## Task
Make an exact transcription of the data below.

## Supplied material
——

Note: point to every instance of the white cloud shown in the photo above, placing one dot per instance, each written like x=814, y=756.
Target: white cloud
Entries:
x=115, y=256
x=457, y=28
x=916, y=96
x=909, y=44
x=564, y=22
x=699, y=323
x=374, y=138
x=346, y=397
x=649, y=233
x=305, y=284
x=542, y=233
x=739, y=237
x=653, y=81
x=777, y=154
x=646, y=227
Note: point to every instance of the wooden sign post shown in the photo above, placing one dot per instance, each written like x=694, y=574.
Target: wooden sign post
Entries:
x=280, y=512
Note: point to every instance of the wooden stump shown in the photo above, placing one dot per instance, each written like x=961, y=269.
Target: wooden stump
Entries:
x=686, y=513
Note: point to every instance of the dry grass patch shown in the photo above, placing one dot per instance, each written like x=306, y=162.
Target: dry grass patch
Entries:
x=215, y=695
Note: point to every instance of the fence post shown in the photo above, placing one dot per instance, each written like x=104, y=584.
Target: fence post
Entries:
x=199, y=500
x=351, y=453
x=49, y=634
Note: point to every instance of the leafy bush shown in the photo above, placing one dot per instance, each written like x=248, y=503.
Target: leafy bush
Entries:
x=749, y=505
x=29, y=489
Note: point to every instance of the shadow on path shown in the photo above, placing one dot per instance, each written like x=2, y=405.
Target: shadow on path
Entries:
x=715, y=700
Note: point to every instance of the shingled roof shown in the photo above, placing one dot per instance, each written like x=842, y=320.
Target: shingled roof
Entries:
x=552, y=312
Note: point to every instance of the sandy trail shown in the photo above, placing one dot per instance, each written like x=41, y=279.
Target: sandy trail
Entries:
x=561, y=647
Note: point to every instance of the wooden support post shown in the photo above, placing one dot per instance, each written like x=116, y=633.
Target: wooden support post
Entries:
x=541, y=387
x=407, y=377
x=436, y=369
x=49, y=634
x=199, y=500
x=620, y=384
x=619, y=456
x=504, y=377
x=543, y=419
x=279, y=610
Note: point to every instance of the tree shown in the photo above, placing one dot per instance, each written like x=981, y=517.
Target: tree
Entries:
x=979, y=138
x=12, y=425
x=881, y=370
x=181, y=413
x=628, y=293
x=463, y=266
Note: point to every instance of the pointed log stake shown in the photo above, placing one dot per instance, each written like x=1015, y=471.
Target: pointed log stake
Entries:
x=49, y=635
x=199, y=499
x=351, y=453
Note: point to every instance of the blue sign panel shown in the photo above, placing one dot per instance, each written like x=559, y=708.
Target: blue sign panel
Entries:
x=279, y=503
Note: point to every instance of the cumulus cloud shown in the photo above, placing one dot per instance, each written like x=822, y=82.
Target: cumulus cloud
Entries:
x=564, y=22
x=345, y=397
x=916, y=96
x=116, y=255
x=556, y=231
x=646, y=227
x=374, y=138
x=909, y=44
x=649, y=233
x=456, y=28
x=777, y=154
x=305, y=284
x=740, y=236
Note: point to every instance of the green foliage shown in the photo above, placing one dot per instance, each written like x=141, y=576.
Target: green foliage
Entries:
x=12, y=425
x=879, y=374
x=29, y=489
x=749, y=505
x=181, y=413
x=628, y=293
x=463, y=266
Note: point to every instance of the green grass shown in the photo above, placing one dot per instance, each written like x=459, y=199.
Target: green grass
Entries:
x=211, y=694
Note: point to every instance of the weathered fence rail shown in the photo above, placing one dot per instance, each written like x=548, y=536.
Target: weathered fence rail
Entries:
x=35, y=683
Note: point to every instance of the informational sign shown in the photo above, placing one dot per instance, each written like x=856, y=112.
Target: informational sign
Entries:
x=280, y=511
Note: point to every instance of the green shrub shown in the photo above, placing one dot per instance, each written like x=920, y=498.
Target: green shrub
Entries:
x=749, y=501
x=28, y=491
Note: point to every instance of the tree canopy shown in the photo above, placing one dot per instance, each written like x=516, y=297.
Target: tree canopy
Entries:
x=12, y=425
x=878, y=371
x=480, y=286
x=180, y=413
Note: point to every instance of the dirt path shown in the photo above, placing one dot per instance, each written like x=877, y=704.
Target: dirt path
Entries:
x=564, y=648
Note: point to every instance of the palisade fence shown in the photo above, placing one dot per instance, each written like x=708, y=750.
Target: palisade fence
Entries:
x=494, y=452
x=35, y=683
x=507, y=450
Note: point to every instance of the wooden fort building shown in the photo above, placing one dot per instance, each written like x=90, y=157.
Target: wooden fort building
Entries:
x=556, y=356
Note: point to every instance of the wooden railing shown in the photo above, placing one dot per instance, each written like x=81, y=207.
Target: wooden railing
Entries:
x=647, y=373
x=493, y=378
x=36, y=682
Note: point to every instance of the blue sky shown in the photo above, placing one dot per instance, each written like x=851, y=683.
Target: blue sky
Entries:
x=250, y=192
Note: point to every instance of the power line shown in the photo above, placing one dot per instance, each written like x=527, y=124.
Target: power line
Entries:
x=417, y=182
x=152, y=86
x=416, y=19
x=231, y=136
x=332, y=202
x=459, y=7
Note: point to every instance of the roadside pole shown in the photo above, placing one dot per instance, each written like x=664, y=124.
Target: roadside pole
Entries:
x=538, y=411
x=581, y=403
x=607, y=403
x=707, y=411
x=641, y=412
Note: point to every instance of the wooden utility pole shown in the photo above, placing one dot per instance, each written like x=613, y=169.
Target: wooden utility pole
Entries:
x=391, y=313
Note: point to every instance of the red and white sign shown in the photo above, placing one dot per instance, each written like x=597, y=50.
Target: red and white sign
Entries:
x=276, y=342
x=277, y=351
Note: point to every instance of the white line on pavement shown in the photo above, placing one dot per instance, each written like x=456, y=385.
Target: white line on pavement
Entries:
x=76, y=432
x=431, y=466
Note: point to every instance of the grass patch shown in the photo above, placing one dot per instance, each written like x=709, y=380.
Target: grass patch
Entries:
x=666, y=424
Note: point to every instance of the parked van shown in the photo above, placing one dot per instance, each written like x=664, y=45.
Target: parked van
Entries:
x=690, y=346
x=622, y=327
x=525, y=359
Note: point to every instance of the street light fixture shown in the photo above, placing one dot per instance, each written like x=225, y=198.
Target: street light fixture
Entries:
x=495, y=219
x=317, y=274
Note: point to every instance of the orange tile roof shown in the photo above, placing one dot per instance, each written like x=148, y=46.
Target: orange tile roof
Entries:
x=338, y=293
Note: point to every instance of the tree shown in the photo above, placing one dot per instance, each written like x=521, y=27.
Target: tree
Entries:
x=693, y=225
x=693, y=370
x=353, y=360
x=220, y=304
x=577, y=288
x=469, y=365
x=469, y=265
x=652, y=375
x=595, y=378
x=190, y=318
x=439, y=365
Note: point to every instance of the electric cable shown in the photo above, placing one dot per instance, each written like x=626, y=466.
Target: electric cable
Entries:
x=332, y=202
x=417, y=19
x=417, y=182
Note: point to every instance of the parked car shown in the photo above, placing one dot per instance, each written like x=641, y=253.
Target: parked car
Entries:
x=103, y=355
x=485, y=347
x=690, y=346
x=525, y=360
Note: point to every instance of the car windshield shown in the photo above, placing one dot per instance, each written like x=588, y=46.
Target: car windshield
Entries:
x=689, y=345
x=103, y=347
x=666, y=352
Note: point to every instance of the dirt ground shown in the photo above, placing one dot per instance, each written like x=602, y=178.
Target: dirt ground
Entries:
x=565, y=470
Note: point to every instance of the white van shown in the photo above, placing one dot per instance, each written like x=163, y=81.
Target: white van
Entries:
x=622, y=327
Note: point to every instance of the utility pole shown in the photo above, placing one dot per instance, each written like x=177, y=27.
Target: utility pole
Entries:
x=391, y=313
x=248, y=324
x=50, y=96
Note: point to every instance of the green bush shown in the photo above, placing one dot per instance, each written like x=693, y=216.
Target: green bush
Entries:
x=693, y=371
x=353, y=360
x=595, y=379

——

## Response to the task
Note: point to every instance of the white cloud shown in the photo above, placing one dot per instance, each written like x=814, y=756.
Target: white cloud
Entries:
x=115, y=256
x=457, y=28
x=916, y=96
x=909, y=44
x=564, y=22
x=699, y=323
x=374, y=138
x=346, y=397
x=649, y=233
x=305, y=284
x=542, y=233
x=739, y=237
x=653, y=81
x=777, y=154
x=646, y=227
Note: point to every instance of the wooden sign post shown in the photo above, placing one dot per instance, each written like x=694, y=574.
Target: wooden sign post
Entries:
x=280, y=512
Note: point to every instance of the wooden stump shown in the photo above, placing one dot per instance, each written like x=961, y=269.
Target: wooden stump
Entries:
x=686, y=513
Note: point to every instance of the dry grass patch shown in the photo above, placing one dot per instance, each written like x=306, y=162.
Target: dry grass patch
Entries:
x=215, y=695
Note: point to every instance of the fence post shown in the photo above, placing one dot per instance, each written like x=104, y=584.
Target: fence post
Entries:
x=199, y=500
x=351, y=453
x=49, y=634
Note: point to every instance of the leafy bush shown in the photo above, placing one dot per instance, each written like x=248, y=503.
Target: leafy bush
Entries:
x=749, y=505
x=29, y=489
Note: point to every instance of the shadow on path shown in the photo above, placing one dot per instance, each written like x=2, y=405.
Target: shadow on path
Entries:
x=715, y=700
Note: point to every instance of the shingled roof shown in the photo above, placing one dot per instance, each written like x=842, y=320.
Target: shingled roof
Entries:
x=552, y=312
Note: point to every instance of the sandy trail shown in the photo above, placing one dot per instance, each written like x=41, y=279.
Target: sandy trail
Entries:
x=561, y=647
Note: point to every instance of the wooden support post shown in the photo above, placing one dot per instance, each written like x=116, y=633.
Target: wooden support post
Entries:
x=541, y=387
x=407, y=377
x=436, y=369
x=49, y=634
x=199, y=500
x=620, y=384
x=619, y=456
x=504, y=377
x=543, y=419
x=279, y=610
Note: point to every instance of the tree shown in the photo above, placing one dot per instance, each written like x=981, y=517.
Target: tree
Entries:
x=979, y=138
x=12, y=425
x=881, y=370
x=181, y=413
x=628, y=293
x=463, y=266
Note: point to every instance of the pointed log stake shown in the photo above, placing one dot per instance, each written like x=1015, y=471.
Target: pointed log stake
Entries:
x=49, y=635
x=199, y=499
x=351, y=453
Note: point to every instance of the blue sign panel shown in the photo above, placing one dot per instance, each written like x=559, y=708.
Target: blue sign panel
Entries:
x=279, y=503
Note: point to every instance of the cumulus cloud shown in the photo above, placing one dot per instance, each written like x=822, y=82.
Target: cumulus cloud
Entries:
x=564, y=22
x=345, y=397
x=916, y=96
x=116, y=255
x=556, y=231
x=646, y=227
x=374, y=138
x=909, y=44
x=649, y=233
x=456, y=28
x=777, y=154
x=305, y=284
x=740, y=236
Note: point to every instance of the green foliage shown in the photo above, placing one dot per instance, each written like x=141, y=576.
Target: green foliage
Entries:
x=12, y=425
x=879, y=374
x=29, y=489
x=749, y=505
x=181, y=413
x=628, y=293
x=463, y=266
Note: point to every instance of the green grass shown in the photo above, placing one dot per instance, each written like x=459, y=199.
Target: green grass
Entries:
x=211, y=694
Note: point to every instance of the weathered fence rail shown in the photo above, placing one dot per instance, each written like x=548, y=536.
Target: weathered fence rail
Entries:
x=35, y=683
Note: point to every instance of the informational sign shown in the photo above, placing one dot per instance, each written like x=856, y=112.
Target: informational sign
Entries:
x=280, y=511
Note: point to every instance of the green shrub shown in the photo above, placing one dot per instance, each written like x=920, y=498.
Target: green shrub
Entries:
x=749, y=501
x=28, y=491
Note: point to every instance of the tree canopy shown in the photo above, placing one dot per instance, each written like x=516, y=297.
Target: tree canopy
Entries:
x=12, y=425
x=878, y=371
x=480, y=286
x=180, y=413
Note: point to every instance of the dirt path shown in the photo above, placing one dot per instance, each written like x=877, y=704.
Target: dirt path
Entries:
x=564, y=648
Note: point to every instance of the palisade fence shown in the photo above, placing one dot per instance, each written like x=708, y=750.
Target: palisade fence
Entries:
x=494, y=452
x=35, y=683
x=507, y=450
Note: point to every instance of the wooden fort building shown in the photo above, placing one dot per instance, each written like x=90, y=157.
Target: wooden fort building
Entries:
x=556, y=356
Note: point to every instance of the wooden railing shown in the photo above, placing one dot per instance, each written like x=81, y=207.
Target: wooden railing
Entries:
x=647, y=373
x=493, y=378
x=36, y=682
Note: point to every instance of the blue sky shown in the photo above, placing one dot per instance, each written like x=851, y=683.
Target: blue sky
Entries:
x=250, y=192
Note: point to every instance of the power line shown in the photo above, placing one dot per instance, each written like x=527, y=124.
Target: power line
Entries:
x=417, y=182
x=152, y=86
x=416, y=19
x=231, y=136
x=332, y=202
x=459, y=7
Note: point to every instance of the roadside pole shown in the photo above, placing one dot per instance, each written like x=664, y=124.
Target: roadside pole
Entries:
x=538, y=411
x=581, y=403
x=607, y=403
x=707, y=411
x=641, y=412
Note: point to every instance of the wooden utility pole shown in the photo above, placing one dot per instance, each written like x=613, y=169.
Target: wooden utility pole
Entries:
x=391, y=313
Note: point to every instance of the red and white sign shown in the photo above, placing one dot per instance, each written like x=597, y=50.
Target: red and white sign
Entries:
x=276, y=342
x=277, y=351
Note: point to every instance of the white line on pavement shown in the photo above, placing one dot per instance, each written like x=456, y=385.
Target: white line on pavement
Entries:
x=76, y=432
x=431, y=466
Note: point to every instance of the grass patch shown in the photo above, placing one dot per instance, each written like x=709, y=380.
Target: grass patch
Entries:
x=666, y=424
Note: point to every instance of the parked van shown in the photo above, placing one dot per instance, each written like x=664, y=45.
Target: parked van
Entries:
x=690, y=346
x=622, y=327
x=525, y=359
Note: point to every instance of the street light fixture shown in the photo above, placing one dot per instance, each written like x=225, y=198.
Target: street light fixture
Entries:
x=495, y=219
x=317, y=274
Note: point to every instance of the orange tile roof shown in the photo above, placing one dot per instance, each written like x=148, y=46.
Target: orange tile roof
Entries:
x=338, y=293
Note: point to every instance of the tree shown in the photo above, placing one dot per instance, each written like x=521, y=27.
Target: tree
Entries:
x=693, y=225
x=693, y=370
x=353, y=360
x=220, y=304
x=577, y=288
x=469, y=365
x=469, y=265
x=652, y=375
x=595, y=378
x=190, y=318
x=439, y=365
Note: point to every instance of the electric cable shown in the photo above, placing one dot per instance, each written like x=626, y=466.
Target: electric cable
Entries:
x=332, y=202
x=417, y=19
x=417, y=182
Note: point to every instance of the parked car shown in the photo above, placing one dot per instance, each written like x=641, y=253.
Target: parked car
Entries:
x=103, y=355
x=485, y=347
x=690, y=346
x=525, y=360
Note: point to every instance of the car windshield shown in the photo above, placing one dot per instance, each written like x=588, y=46.
Target: car windshield
Entries:
x=689, y=345
x=103, y=347
x=666, y=352
Note: point to every instance of the dirt ground shown in the photo above, placing one dot per instance, each written like x=602, y=178.
Target: dirt ground
Entries:
x=565, y=470
Note: point to every instance of the white van shown in the photo above, placing one dot per instance, each written like x=163, y=81.
Target: white van
Entries:
x=622, y=327
Note: point to every instance of the utility pole shown in the photo above, placing one dot per instance, each written like x=177, y=27.
Target: utility pole
Entries:
x=391, y=313
x=248, y=324
x=50, y=96
Note: point to every instance of the green bush shown in the photo above, placing one dot per instance, each written like x=693, y=216.
Target: green bush
Entries:
x=693, y=371
x=353, y=360
x=595, y=379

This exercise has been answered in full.